# Task directions:
Return each line of the data below that contains the string "trace", copying every such line in full.

[Segmentation labeling data]
——
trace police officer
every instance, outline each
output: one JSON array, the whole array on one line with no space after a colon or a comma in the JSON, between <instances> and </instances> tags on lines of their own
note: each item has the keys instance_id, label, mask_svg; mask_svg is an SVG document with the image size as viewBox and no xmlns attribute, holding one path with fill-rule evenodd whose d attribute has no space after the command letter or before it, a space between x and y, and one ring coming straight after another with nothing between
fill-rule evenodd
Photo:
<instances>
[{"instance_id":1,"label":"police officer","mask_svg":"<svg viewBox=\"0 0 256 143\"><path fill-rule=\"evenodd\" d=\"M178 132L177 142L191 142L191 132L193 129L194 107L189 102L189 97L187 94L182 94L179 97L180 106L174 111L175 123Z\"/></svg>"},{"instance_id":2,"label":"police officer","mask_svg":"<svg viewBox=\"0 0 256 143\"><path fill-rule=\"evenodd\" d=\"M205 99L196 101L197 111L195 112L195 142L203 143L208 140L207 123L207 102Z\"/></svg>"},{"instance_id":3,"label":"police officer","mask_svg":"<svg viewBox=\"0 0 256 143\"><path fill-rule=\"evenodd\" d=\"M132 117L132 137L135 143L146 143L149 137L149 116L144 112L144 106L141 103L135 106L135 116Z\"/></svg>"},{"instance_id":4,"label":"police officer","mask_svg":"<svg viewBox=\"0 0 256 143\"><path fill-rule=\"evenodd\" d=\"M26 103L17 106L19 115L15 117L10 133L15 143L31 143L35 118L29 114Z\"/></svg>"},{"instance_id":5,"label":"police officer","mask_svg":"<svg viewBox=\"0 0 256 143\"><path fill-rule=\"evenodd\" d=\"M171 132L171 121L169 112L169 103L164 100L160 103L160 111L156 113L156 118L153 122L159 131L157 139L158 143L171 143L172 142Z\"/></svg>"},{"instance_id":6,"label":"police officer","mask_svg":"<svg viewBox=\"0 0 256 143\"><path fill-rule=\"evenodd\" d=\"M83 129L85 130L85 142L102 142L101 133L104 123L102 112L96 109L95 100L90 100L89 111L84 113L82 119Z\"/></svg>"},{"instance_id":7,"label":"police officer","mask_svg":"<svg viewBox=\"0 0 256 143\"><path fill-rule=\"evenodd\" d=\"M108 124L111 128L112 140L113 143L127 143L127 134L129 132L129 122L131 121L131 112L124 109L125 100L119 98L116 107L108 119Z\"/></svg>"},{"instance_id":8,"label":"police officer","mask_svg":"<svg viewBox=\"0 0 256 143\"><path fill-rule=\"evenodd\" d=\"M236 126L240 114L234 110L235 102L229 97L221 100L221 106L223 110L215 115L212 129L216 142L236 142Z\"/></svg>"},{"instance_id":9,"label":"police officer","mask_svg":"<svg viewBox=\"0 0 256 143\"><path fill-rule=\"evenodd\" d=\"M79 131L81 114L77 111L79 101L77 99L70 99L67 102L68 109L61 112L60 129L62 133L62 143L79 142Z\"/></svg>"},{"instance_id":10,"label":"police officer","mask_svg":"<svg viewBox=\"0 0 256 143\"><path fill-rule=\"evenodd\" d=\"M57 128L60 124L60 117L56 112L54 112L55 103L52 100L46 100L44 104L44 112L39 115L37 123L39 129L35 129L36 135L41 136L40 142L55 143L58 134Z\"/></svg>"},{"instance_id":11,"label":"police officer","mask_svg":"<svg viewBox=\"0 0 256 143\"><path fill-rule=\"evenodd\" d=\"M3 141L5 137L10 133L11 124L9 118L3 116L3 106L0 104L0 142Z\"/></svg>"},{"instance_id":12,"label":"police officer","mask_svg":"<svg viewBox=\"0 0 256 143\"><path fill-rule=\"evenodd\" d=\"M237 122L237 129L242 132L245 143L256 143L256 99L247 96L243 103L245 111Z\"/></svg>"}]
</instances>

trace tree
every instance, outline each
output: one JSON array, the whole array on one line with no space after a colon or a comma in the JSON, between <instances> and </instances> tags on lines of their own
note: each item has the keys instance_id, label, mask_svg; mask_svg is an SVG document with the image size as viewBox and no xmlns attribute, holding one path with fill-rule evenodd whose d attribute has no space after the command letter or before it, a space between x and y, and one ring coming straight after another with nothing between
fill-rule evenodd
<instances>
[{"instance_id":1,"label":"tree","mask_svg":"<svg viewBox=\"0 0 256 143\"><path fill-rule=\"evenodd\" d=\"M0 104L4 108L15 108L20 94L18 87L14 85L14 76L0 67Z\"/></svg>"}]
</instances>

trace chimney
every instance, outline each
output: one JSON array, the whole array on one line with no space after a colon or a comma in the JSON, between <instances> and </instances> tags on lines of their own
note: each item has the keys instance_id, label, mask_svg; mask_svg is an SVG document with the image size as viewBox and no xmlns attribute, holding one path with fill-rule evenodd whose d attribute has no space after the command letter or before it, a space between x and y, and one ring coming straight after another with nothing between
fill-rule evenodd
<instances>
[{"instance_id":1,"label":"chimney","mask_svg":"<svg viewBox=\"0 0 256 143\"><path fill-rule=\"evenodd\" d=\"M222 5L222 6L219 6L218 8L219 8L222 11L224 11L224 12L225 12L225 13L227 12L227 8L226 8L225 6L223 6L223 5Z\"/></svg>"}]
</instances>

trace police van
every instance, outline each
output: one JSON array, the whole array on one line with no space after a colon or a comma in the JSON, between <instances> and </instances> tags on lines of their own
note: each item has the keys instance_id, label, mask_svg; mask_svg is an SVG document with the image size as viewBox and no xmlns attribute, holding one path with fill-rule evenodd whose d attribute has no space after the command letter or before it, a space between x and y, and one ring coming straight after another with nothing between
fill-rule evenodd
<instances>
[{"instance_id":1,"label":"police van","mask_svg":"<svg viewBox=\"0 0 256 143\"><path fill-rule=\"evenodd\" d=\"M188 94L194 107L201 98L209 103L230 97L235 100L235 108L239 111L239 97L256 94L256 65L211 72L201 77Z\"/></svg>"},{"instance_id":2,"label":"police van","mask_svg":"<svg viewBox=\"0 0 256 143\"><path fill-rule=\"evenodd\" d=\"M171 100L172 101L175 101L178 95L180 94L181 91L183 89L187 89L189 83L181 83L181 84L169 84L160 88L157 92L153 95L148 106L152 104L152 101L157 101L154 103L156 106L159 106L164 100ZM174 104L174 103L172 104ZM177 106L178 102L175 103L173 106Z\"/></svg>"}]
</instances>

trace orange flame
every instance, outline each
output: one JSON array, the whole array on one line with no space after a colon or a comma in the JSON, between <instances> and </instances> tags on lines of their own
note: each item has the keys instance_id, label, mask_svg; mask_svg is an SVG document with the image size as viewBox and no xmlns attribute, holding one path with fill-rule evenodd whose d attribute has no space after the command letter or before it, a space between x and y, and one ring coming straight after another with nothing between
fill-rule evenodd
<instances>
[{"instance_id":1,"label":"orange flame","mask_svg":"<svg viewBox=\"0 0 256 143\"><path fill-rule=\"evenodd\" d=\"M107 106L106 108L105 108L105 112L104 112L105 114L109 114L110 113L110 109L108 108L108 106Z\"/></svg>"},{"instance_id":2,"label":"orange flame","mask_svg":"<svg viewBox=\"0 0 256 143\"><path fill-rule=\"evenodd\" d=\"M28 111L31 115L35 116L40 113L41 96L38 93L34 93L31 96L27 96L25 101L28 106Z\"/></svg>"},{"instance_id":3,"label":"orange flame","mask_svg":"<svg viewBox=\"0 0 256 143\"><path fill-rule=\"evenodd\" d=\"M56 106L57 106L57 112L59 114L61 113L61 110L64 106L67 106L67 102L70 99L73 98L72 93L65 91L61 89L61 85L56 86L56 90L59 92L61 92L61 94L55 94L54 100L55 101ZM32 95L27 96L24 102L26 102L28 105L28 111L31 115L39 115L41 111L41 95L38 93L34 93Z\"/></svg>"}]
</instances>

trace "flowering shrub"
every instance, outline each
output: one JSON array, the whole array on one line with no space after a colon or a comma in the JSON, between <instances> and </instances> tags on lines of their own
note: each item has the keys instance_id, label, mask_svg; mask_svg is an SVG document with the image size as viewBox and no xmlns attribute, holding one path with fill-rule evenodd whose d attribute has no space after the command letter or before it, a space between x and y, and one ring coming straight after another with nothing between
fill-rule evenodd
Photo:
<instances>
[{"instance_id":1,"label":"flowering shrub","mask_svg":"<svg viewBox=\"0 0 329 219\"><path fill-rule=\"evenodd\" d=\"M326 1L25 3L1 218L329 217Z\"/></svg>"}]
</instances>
——
# Output for this task:
trace police officer
trace tree
trace chimney
trace police van
trace orange flame
trace "flowering shrub"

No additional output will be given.